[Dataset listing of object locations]
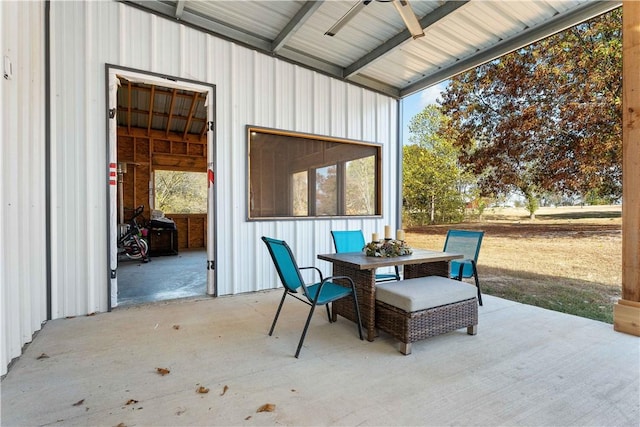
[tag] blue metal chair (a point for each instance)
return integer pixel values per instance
(468, 243)
(353, 241)
(321, 293)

> **Written request**
Substitute "plastic" for "metal" throughout the listing above and give its lines again with everything else unchanged, omitting the picture.

> **Full answer**
[tag] blue plastic chair (a point for each instance)
return integer pixel values per instance
(468, 243)
(353, 241)
(321, 293)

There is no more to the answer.